→ AIM: Write the next part of the commentary about fixing the United Nations, picking up right after its final sentence.

→ PASSAGE:
:::::

COMMENT: The United Nations is Broken: How to fix it?

30 September 2024

It was a little more than a year from when I first joined the United Nations Development Programme (UNDP) before one day while at the UNDP office in Bratislava, Slovakia, I was shrieked at in a very loud voice. 

“If you still want a career at the UNDP you must stop what you’re doing right now. You must stop immediately reporting corruption concerns in Russia and never mention it again!” 

This was the shrill warning that I received from a senior colleague at UNDP with whom I used to work, Ms. Adriana Dinu from Romania, when I first began to raise concerns about financial irregularities in the United Nations Development Programme in its office in Russia. 

I had joined the UNDP back in 2009, full of optimism and enthusiasm and energy. My job was to help raise funds for and deliver projects to promote renewable energy, energy efficiency and sustainable transport and combat climate change in Eastern Europe and Russia. We would identify good ideas and work with our country offices and governments to raise the funding from two large international environmental funds , the Global Environmental Facility (GEF) and the Green Climate Fund (GCF). During my time at UNDP, I played a leading role in raising over $160 million USD in new climate change projects in developing countries mostly in the eastern Europe and Commonwealth of Independent States region.

:::::

→ Part of a data file:
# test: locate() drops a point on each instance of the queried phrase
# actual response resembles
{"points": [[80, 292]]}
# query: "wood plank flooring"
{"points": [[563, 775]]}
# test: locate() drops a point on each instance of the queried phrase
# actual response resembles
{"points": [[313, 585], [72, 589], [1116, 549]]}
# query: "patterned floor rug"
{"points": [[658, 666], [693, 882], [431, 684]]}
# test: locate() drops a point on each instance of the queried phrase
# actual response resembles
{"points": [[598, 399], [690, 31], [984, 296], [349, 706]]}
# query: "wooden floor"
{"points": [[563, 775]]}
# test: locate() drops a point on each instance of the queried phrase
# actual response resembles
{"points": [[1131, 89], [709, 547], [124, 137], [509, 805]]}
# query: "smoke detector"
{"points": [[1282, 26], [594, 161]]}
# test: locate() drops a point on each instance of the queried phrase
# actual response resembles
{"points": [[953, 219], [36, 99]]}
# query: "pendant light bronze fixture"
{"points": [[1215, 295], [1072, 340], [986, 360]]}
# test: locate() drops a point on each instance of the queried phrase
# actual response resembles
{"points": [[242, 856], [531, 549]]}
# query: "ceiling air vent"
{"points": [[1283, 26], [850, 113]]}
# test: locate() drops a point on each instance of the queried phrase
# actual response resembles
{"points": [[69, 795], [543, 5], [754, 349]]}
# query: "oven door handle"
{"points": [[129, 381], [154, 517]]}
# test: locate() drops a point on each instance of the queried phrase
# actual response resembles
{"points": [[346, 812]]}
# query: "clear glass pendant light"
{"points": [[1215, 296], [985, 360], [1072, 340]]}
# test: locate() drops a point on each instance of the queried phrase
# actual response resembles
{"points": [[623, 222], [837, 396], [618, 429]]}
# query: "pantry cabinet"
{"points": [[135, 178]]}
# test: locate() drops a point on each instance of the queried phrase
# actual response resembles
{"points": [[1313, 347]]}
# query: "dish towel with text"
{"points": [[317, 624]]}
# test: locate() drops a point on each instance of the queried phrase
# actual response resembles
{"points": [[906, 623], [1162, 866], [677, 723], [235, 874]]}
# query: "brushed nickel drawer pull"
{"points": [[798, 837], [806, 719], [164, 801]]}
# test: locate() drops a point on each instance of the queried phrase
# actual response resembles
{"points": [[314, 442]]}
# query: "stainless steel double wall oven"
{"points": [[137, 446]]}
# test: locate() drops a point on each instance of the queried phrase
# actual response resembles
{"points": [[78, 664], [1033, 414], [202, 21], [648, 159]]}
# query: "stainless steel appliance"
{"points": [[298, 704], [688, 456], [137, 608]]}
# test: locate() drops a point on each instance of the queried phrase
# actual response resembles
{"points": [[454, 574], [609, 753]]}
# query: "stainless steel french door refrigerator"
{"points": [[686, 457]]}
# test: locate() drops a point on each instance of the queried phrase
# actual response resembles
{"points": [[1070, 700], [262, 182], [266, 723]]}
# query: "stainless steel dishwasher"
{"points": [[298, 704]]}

:::::

→ RESULT BELOW:
Once approved, we would then keep tabs on the various projects to try to make sure they delivered the expected results.  Only, I discovered that many of the projects were wasting money and that results were often hard to find. There was a lack of transparency over how UN funds were spent.

Around the end of 2011 after I had been with UNDP for a little over a year, reports from UNDP’s country office in Moscow started to really worry me. One particular project seemed to be delivering nothing tangible. I found the reports indecipherable—pure gobbledydook—and could find no evidence the money was doing anything on the ground. I wondered if the funds were being employed for the purposes intended? Could someone inside or outside the UN be diverting the cash elsewhere? I started asking questions and raised the issue with my superiors. I recommended we investigate and withhold further funding until the issue was resolved.     

I wasn’t the only one concerned. Other UN staffers and consultants privately shared my fears that taxpayer funds were being misused. These concerns were later supported by an investigation that found “strong indications of deliberate misappropriation.”   

The amounts of money involved weren’t trivial. This project had a budget of $7.8 million (US). Some donor governments began to express misgivings, too.   

With this type of evidence, you’d expect UNDP to take urgent action to vigorously root out any offence, right?   

Wrong. Two internal UNDP investigations somehow managed to conclude that there was no corruption on UNDP climate change projects in Russia. An internal investigation report concluded that it found “irregularities” and “conflicts of interest” but that there was no corruption.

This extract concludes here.